## Was erwartet wird
Formatieren Sie sämtliche Zeilen der folgenden Datensätze als JSON-Liste von Zeichenketten, mit genau einem Eintrag je Zeile und unter Auslassung leerer Zeilen.

__________

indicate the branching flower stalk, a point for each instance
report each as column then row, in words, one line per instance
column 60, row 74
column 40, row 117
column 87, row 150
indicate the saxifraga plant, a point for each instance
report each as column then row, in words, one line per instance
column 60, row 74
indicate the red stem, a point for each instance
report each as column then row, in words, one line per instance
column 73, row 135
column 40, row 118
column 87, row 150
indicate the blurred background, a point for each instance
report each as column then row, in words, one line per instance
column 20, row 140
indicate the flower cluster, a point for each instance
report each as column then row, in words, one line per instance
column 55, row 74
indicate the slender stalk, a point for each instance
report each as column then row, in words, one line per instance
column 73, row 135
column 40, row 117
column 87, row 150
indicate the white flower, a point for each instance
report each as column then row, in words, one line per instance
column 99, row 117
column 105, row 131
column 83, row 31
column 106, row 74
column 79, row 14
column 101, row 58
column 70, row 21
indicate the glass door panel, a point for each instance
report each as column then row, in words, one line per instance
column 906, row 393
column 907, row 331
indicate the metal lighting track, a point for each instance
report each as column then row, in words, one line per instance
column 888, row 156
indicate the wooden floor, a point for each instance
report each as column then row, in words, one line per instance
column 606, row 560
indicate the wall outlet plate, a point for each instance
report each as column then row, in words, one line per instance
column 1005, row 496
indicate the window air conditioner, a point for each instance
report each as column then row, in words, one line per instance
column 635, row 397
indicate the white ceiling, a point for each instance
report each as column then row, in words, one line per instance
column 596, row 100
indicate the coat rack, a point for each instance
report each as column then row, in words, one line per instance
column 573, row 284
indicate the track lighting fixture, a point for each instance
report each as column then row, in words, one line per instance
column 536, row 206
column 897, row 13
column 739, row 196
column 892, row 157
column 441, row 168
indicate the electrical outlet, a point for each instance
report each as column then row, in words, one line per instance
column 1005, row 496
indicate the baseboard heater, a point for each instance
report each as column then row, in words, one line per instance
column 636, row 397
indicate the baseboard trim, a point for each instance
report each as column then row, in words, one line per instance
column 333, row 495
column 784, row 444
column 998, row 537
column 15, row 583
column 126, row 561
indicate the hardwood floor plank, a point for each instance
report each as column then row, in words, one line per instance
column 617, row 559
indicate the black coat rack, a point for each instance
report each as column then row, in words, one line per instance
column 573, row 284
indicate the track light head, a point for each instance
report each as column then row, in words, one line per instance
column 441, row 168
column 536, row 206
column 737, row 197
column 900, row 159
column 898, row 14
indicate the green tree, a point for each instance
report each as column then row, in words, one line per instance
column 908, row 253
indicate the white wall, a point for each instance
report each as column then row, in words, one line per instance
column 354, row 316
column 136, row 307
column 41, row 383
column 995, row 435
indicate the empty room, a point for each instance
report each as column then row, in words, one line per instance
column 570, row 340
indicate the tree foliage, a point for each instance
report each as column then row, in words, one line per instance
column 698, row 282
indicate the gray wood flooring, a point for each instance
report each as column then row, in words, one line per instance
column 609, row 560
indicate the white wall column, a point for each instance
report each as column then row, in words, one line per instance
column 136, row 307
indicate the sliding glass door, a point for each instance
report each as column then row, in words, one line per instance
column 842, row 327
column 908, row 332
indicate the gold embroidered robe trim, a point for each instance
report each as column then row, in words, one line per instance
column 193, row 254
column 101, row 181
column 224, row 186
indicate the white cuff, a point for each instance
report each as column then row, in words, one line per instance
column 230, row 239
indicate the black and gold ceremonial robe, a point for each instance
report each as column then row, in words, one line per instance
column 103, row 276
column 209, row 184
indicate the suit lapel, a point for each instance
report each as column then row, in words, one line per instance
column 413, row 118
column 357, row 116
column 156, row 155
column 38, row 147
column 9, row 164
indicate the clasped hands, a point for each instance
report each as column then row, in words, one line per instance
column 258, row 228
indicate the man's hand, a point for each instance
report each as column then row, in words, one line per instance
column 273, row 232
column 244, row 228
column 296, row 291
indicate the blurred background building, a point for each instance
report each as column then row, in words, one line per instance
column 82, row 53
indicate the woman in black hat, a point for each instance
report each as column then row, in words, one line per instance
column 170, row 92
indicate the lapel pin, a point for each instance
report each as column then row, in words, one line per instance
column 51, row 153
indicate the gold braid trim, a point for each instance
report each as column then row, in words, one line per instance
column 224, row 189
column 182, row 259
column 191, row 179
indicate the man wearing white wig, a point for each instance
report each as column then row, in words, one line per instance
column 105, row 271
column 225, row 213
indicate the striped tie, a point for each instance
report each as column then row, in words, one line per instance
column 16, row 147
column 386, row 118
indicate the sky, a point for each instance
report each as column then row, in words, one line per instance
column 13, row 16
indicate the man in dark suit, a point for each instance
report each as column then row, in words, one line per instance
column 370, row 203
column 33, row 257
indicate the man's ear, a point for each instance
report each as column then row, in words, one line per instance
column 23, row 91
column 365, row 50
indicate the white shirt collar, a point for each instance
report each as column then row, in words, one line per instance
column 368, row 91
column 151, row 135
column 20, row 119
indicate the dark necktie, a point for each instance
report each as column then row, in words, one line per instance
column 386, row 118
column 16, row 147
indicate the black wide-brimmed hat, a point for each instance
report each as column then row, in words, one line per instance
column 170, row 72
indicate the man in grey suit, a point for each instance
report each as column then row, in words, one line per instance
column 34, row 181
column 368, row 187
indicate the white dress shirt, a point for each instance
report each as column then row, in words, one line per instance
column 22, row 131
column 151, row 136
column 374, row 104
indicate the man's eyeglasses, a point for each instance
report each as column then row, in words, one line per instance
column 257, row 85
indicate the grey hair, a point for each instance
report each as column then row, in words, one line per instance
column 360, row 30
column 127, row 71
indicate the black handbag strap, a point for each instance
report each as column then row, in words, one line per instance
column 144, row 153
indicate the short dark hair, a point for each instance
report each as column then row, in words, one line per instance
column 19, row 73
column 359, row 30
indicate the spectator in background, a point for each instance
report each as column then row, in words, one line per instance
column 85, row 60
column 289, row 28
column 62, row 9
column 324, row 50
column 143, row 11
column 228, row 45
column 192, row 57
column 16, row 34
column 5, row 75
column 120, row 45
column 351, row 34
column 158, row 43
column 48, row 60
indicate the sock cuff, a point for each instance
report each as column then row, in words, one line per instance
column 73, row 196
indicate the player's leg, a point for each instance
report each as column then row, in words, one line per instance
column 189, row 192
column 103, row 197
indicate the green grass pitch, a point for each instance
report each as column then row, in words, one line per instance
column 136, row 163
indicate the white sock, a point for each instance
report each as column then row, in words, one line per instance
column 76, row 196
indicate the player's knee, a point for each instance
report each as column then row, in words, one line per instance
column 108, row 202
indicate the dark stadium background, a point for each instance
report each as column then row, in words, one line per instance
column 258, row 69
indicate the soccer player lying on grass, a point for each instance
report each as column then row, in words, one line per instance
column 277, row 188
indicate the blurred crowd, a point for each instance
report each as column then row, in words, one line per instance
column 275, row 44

__________

## Nachstehende Ausgabe
[
  "indicate the branching flower stalk, a point for each instance",
  "report each as column then row, in words, one line per instance",
  "column 60, row 74",
  "column 40, row 117",
  "column 87, row 150",
  "indicate the saxifraga plant, a point for each instance",
  "report each as column then row, in words, one line per instance",
  "column 60, row 74",
  "indicate the red stem, a point for each instance",
  "report each as column then row, in words, one line per instance",
  "column 73, row 135",
  "column 40, row 118",
  "column 87, row 150",
  "indicate the blurred background, a point for each instance",
  "report each as column then row, in words, one line per instance",
  "column 20, row 140",
  "indicate the flower cluster, a point for each instance",
  "report each as column then row, in words, one line per instance",
  "column 55, row 74",
  "indicate the slender stalk, a point for each instance",
  "report each as column then row, in words, one line per instance",
  "column 73, row 135",
  "column 40, row 117",
  "column 87, row 150",
  "indicate the white flower, a point for each instance",
  "report each as column then row, in words, one line per instance",
  "column 99, row 117",
  "column 105, row 131",
  "column 83, row 31",
  "column 106, row 74",
  "column 79, row 14",
  "column 101, row 58",
  "column 70, row 21",
  "indicate the glass door panel, a point for each instance",
  "report each as column then row, in words, one line per instance",
  "column 906, row 393",
  "column 907, row 331",
  "indicate the metal lighting track, a point for each instance",
  "report each as column then row, in words, one line per instance",
  "column 888, row 156",
  "indicate the wooden floor, a point for each instance",
  "report each as column then row, in words, one line per instance",
  "column 606, row 560",
  "indicate the wall outlet plate, a point for each instance",
  "report each as column then row, in words, one line per instance",
  "column 1005, row 496",
  "indicate the window air conditioner, a point for each instance",
  "report each as column then row, in words, one line per instance",
  "column 635, row 397",
  "indicate the white ceiling, a point for each instance",
  "report each as column then row, in words, one line per instance",
  "column 596, row 100",
  "indicate the coat rack, a point for each instance",
  "report each as column then row, in words, one line per instance",
  "column 573, row 284",
  "indicate the track lighting fixture, a point for each instance",
  "report each as column then row, in words, one line per instance",
  "column 536, row 206",
  "column 897, row 13",
  "column 739, row 196",
  "column 892, row 157",
  "column 441, row 168",
  "indicate the electrical outlet, a point for each instance",
  "report each as column then row, in words, one line per instance",
  "column 1005, row 496",
  "indicate the baseboard heater, a point for each instance",
  "report each as column then row, in words, one line per instance",
  "column 636, row 397",
  "indicate the baseboard trim, a point for each instance",
  "report each as column then row, in words, one line per instance",
  "column 333, row 495",
  "column 784, row 444",
  "column 998, row 537",
  "column 15, row 583",
  "column 126, row 561",
  "indicate the hardwood floor plank, a point for each instance",
  "report each as column then row, in words, one line per instance",
  "column 617, row 559",
  "indicate the black coat rack, a point for each instance",
  "report each as column then row, in words, one line per instance",
  "column 573, row 284",
  "indicate the track light head, a point for each instance",
  "report each as column then row, in words, one line per instance",
  "column 441, row 168",
  "column 536, row 206",
  "column 737, row 197",
  "column 900, row 159",
  "column 898, row 14",
  "indicate the green tree, a point for each instance",
  "report each as column then row, in words, one line per instance",
  "column 908, row 253",
  "indicate the white wall, a point for each instance",
  "report each as column then row, in words, one line per instance",
  "column 354, row 316",
  "column 136, row 307",
  "column 41, row 383",
  "column 995, row 435",
  "indicate the empty room, a point for each instance",
  "report each as column then row, in words, one line per instance",
  "column 570, row 340",
  "indicate the tree foliage, a point for each instance",
  "report each as column then row, in words, one line per instance",
  "column 698, row 282",
  "indicate the gray wood flooring, a point for each instance",
  "report each as column then row, in words, one line per instance",
  "column 609, row 560",
  "indicate the white wall column, a point for each instance",
  "report each as column then row, in words, one line per instance",
  "column 136, row 307",
  "indicate the sliding glass door, a point for each instance",
  "report each as column then row, in words, one line per instance",
  "column 842, row 327",
  "column 908, row 332",
  "indicate the gold embroidered robe trim, a point for each instance",
  "report each as column then row, in words, one line per instance",
  "column 193, row 254",
  "column 101, row 181",
  "column 224, row 186",
  "indicate the white cuff, a point for each instance",
  "report each as column then row, in words, one line per instance",
  "column 230, row 239",
  "indicate the black and gold ceremonial robe, a point for each instance",
  "report each as column then row, in words, one line per instance",
  "column 103, row 276",
  "column 209, row 184",
  "indicate the suit lapel, a point for each instance",
  "report each as column then row, in words, one line per instance",
  "column 413, row 118",
  "column 357, row 116",
  "column 156, row 155",
  "column 38, row 147",
  "column 9, row 164",
  "indicate the clasped hands, a point for each instance",
  "report each as column then row, in words, one line per instance",
  "column 258, row 228",
  "indicate the man's hand, a point for each instance",
  "report each as column then row, in words, one line per instance",
  "column 273, row 232",
  "column 244, row 228",
  "column 296, row 291",
  "indicate the blurred background building, a point for each instance",
  "report each as column then row, in words, one line per instance",
  "column 82, row 53",
  "indicate the woman in black hat, a point for each instance",
  "report each as column then row, in words, one line per instance",
  "column 170, row 92",
  "indicate the lapel pin, a point for each instance",
  "report each as column then row, in words, one line per instance",
  "column 51, row 153",
  "indicate the gold braid trim, a point for each instance",
  "report each as column then row, in words, one line per instance",
  "column 224, row 189",
  "column 182, row 259",
  "column 191, row 179",
  "indicate the man wearing white wig, a point for each instance",
  "report each as column then row, in words, one line per instance",
  "column 105, row 271",
  "column 225, row 213",
  "indicate the striped tie, a point for each instance",
  "report each as column then row, in words, one line per instance",
  "column 16, row 147",
  "column 386, row 118",
  "indicate the sky, a point for each instance",
  "report each as column then row, in words, one line per instance",
  "column 13, row 16",
  "indicate the man in dark suit, a point for each instance",
  "report each as column then row, in words, one line per instance",
  "column 370, row 203",
  "column 33, row 257",
  "indicate the man's ear, a point for each instance",
  "report each as column then row, in words, one line per instance",
  "column 23, row 91",
  "column 365, row 50",
  "indicate the white shirt collar, a point for each instance",
  "report each as column then row, in words, one line per instance",
  "column 368, row 91",
  "column 151, row 135",
  "column 20, row 119",
  "indicate the dark necktie, a point for each instance",
  "report each as column then row, in words, one line per instance",
  "column 386, row 118",
  "column 16, row 147",
  "indicate the black wide-brimmed hat, a point for each instance",
  "report each as column then row, in words, one line per instance",
  "column 170, row 72",
  "indicate the man in grey suit, a point for each instance",
  "report each as column then row, in words, one line per instance",
  "column 34, row 181",
  "column 368, row 187",
  "indicate the white dress shirt, a point for each instance",
  "report each as column then row, in words, one line per instance",
  "column 22, row 131",
  "column 151, row 136",
  "column 374, row 104",
  "indicate the man's eyeglasses, a point for each instance",
  "report each as column then row, in words, one line per instance",
  "column 257, row 85",
  "indicate the grey hair, a point for each instance",
  "report each as column then row, in words, one line per instance",
  "column 360, row 30",
  "column 127, row 71",
  "indicate the black handbag strap, a point for each instance",
  "report each as column then row, in words, one line per instance",
  "column 144, row 153",
  "indicate the short dark hair, a point for each instance",
  "report each as column then row, in words, one line per instance",
  "column 19, row 73",
  "column 359, row 30",
  "indicate the spectator in background, a point for each instance",
  "report each as column then row, in words, one line per instance",
  "column 85, row 60",
  "column 289, row 28",
  "column 62, row 9",
  "column 324, row 50",
  "column 143, row 11",
  "column 228, row 45",
  "column 192, row 57",
  "column 16, row 34",
  "column 5, row 75",
  "column 120, row 45",
  "column 351, row 34",
  "column 158, row 43",
  "column 48, row 60",
  "indicate the sock cuff, a point for each instance",
  "report each as column then row, in words, one line per instance",
  "column 73, row 196",
  "indicate the player's leg, a point for each instance",
  "report each as column then row, in words, one line per instance",
  "column 189, row 192",
  "column 103, row 197",
  "indicate the green grass pitch, a point for each instance",
  "report each as column then row, in words, one line per instance",
  "column 136, row 163",
  "indicate the white sock, a point for each instance",
  "report each as column then row, in words, one line per instance",
  "column 76, row 196",
  "indicate the player's knee, a point for each instance",
  "report each as column then row, in words, one line per instance",
  "column 108, row 202",
  "indicate the dark stadium background, a point for each instance",
  "report each as column then row, in words, one line per instance",
  "column 258, row 69",
  "indicate the soccer player lying on grass, a point for each instance",
  "report each as column then row, in words, one line per instance",
  "column 277, row 188",
  "indicate the blurred crowd, a point for each instance",
  "report each as column then row, in words, one line per instance",
  "column 275, row 44"
]